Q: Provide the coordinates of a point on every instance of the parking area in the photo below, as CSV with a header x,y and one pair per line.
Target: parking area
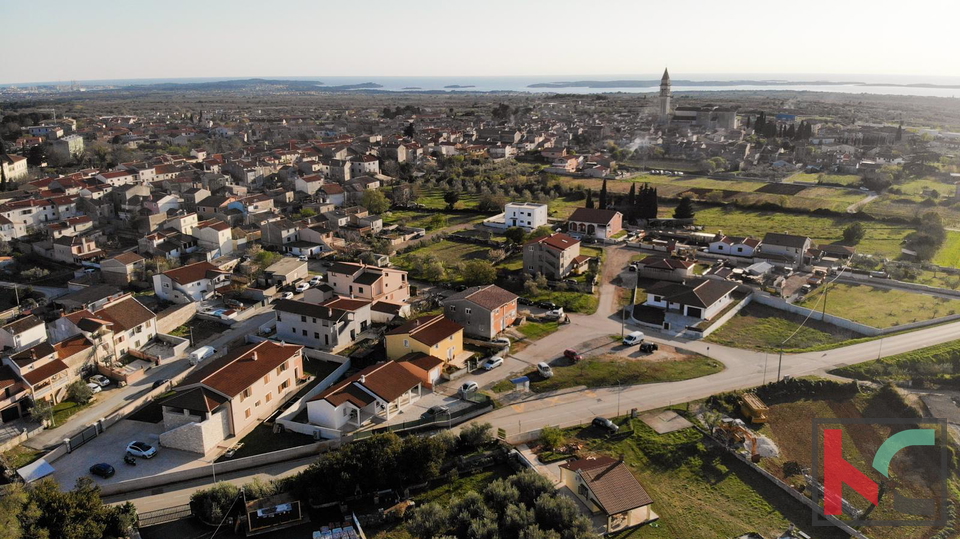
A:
x,y
110,447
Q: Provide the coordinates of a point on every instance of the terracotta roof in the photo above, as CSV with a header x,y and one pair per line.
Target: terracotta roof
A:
x,y
429,329
558,241
489,297
72,346
612,484
232,373
45,371
192,273
593,215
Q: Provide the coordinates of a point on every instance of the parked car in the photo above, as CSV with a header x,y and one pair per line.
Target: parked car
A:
x,y
100,380
435,411
467,388
634,338
201,353
492,363
103,470
544,370
605,424
142,450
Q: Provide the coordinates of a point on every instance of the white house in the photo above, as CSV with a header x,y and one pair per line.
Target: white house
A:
x,y
193,282
700,298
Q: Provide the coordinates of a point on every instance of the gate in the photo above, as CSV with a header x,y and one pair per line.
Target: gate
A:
x,y
160,516
83,437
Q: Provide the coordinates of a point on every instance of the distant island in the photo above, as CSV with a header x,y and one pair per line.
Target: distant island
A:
x,y
656,83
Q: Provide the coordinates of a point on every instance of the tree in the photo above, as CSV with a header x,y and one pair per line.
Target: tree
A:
x,y
451,198
515,235
853,233
79,392
479,272
684,209
375,201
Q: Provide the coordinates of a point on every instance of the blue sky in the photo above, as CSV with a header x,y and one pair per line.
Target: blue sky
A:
x,y
92,39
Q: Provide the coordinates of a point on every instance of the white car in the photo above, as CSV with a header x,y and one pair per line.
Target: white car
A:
x,y
100,380
492,363
142,450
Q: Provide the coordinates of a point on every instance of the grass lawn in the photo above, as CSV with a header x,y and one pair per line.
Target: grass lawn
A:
x,y
880,307
21,455
698,491
262,439
538,330
606,370
759,327
881,238
949,253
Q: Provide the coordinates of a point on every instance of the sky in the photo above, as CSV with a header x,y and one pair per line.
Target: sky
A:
x,y
54,40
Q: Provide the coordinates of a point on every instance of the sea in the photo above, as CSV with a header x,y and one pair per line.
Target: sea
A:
x,y
934,86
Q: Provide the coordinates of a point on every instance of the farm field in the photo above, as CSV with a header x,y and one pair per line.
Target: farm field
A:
x,y
881,238
759,327
880,307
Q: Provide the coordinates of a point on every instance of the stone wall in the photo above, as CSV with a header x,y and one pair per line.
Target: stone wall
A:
x,y
173,317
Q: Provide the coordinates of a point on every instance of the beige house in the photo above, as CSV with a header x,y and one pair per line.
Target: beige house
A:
x,y
230,395
608,488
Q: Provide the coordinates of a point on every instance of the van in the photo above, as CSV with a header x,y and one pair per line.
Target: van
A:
x,y
201,353
634,338
544,370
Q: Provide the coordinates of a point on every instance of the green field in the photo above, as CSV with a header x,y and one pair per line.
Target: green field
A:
x,y
606,370
878,307
949,253
759,327
881,238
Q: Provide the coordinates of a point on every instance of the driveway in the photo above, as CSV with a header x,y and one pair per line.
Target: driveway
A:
x,y
110,448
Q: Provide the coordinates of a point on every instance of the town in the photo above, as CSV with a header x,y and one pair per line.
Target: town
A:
x,y
277,310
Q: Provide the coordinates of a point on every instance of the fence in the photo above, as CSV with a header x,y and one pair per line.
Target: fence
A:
x,y
160,516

*-*-*

● What is needed
Reproduce only the lines between the line containing "of the grass" and the last line of the records, those two lines included, exactly.

● Exercise solution
Q: Provide the coordinates of a point on every instance of the grass lawn in the photo above, as CSV with a header x,y and one pair per line.
Target: grass lawn
A:
x,y
880,307
21,455
698,491
262,439
538,330
606,370
759,327
881,238
949,253
Q: Provide the coordinates of a point on every instance of the sky in the photo above, as CSV with a header x,y and one pair per line.
Target: sky
A:
x,y
54,40
Q: Provide the coordinates of a point on every instance of the sea in the photo above, as CSV with a header x,y and one pair per line.
Target: sea
A:
x,y
934,86
Q: Provide the coordinates of a point on every instance of the farm field in the photo above, as CSV with a header x,y and one pair per line.
Target: farm field
A:
x,y
881,238
759,327
880,307
Q: Provide the coordinates of a point on every instance of the stone wall in the photo above, as CSV with a header x,y and one pair per line.
Target: stone wall
A:
x,y
173,317
Q: Provide the coordinates of a point on every instance of the beige house in the photo above, as CSV with a header x,y and one pair per line.
Target: beige house
A:
x,y
230,395
608,488
Q: Provide the coordinates of a point on every instance of the van in the photo above, as CSV with a header x,y and one pair per line.
Target: van
A:
x,y
201,353
634,338
544,370
Q: Provide the coordinates of a point on every instance of the green field in the photo above, as CSV with a header x,y and one pair per line.
Target: green field
A:
x,y
606,370
878,307
949,253
759,327
881,238
Q: Provide the coordinates of a point on every instance of the driveway in the photo above, as CSV with a header x,y and one pair per line.
Target: driveway
A:
x,y
110,448
Q: Provide the coordinates of a point on every instance of the town in the photo above, as CSV with a header x,y and one pair per line.
Target: town
A:
x,y
277,310
Q: Provide the coordinates of a point on every instance of the fence in the photo above, as CSV with a header x,y and one pair per line.
Target: fence
A:
x,y
160,516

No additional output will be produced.